Task prompt: Copy the rows below, substituting "biggest circle" for every occurrence of "largest circle" and keeping everything else unchanged.

Listed records:
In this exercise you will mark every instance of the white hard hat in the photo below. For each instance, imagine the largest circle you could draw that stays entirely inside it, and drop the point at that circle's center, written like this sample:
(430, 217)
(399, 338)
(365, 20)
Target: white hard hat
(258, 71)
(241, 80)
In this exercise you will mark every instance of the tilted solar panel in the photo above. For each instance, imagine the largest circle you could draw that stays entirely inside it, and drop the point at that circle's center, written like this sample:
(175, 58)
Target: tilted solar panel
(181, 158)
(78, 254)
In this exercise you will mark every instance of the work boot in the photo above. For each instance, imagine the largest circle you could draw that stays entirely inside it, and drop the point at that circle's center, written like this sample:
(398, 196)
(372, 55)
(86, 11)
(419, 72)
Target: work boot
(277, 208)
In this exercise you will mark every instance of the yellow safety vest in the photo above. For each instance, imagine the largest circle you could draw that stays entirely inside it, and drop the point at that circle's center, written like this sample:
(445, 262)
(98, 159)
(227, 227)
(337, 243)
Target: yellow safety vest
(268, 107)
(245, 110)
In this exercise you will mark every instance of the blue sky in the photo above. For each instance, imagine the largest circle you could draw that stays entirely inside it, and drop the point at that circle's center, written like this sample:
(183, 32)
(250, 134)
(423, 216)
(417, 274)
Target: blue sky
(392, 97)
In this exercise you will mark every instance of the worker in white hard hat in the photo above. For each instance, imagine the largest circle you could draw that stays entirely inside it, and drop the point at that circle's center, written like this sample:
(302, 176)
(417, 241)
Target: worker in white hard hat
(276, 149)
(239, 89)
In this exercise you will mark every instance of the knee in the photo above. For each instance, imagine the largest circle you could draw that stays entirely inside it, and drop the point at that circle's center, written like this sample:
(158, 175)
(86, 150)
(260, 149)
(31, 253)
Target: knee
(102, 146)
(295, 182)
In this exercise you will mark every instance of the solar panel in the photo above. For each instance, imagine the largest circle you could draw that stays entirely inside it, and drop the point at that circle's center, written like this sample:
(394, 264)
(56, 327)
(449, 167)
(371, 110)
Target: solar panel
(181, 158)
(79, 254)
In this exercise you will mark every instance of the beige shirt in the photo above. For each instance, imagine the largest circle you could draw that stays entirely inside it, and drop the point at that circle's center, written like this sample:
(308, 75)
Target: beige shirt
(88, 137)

Correct answer:
In this exercise you will mark every instance of the white hard hat in the photo below. For each instance, imagine the biggest circle you could draw that stays entirely inside it, and drop the point at that circle's center, written like this sample:
(430, 217)
(399, 338)
(365, 20)
Target: white hard hat
(258, 71)
(241, 80)
In this exercise you will mark every instance of the tilted solar panel in the photo above. For each instance, imagine the biggest circle you could draw that stays entirely inside it, and drop the point at that circle's center, written like this sample:
(175, 58)
Target: tilted solar panel
(181, 158)
(78, 254)
In this exercise you will mark every instance of the work boot in the photo above. For each instance, imagine the biggest circle you could draw that stays entirely inside it, and drop the point at that circle's center, written like this sample:
(398, 196)
(372, 55)
(86, 11)
(419, 72)
Target: work boot
(277, 208)
In this exercise you will mark every instance of the yellow safety vest in the photo above. For each instance, imagine the biggest circle you could draw that stays entirely inside it, and drop the point at that circle's center, written like this sample:
(445, 262)
(98, 159)
(227, 227)
(337, 243)
Target: yellow safety vest
(268, 107)
(245, 110)
In this exercise you will mark every instance of the blue sky in the photo above. For each instance, imagine the biggest circle you could draw that stays entirely inside it, and drop the point at that circle's center, written like this sample:
(183, 32)
(250, 134)
(423, 216)
(417, 274)
Target: blue sky
(392, 97)
In this exercise you will mark every instance of the worker in white hard hat in the photo above. For each instance, imagine the biggest circle you could draw that stays entirely inside it, and drop the point at that circle's center, written like this sample:
(302, 176)
(417, 241)
Target: worker in white hard hat
(276, 149)
(239, 89)
In this exercise you will mark every instance of the knee in the photo above. For each instance, imagine the biggest circle you could draw that stays entirely inside it, and drop the point at that circle's center, written like this sample:
(158, 175)
(86, 150)
(260, 149)
(31, 253)
Target: knee
(102, 146)
(295, 182)
In this exercise you will mark every instance of the solar panel in the photo above. For each instance, imagine the biggest circle you could draw that stays entirely inside it, and drop the point at that circle's center, written like this sample:
(394, 264)
(56, 327)
(449, 167)
(371, 110)
Target: solar panel
(181, 158)
(79, 254)
In this exercise you will mark every instance of the beige shirt in the photo above. For each instance, imagine the biggest circle you could draw that stays entirely inside it, and drop the point at that circle's center, written like this sample:
(308, 75)
Target: beige shirt
(88, 137)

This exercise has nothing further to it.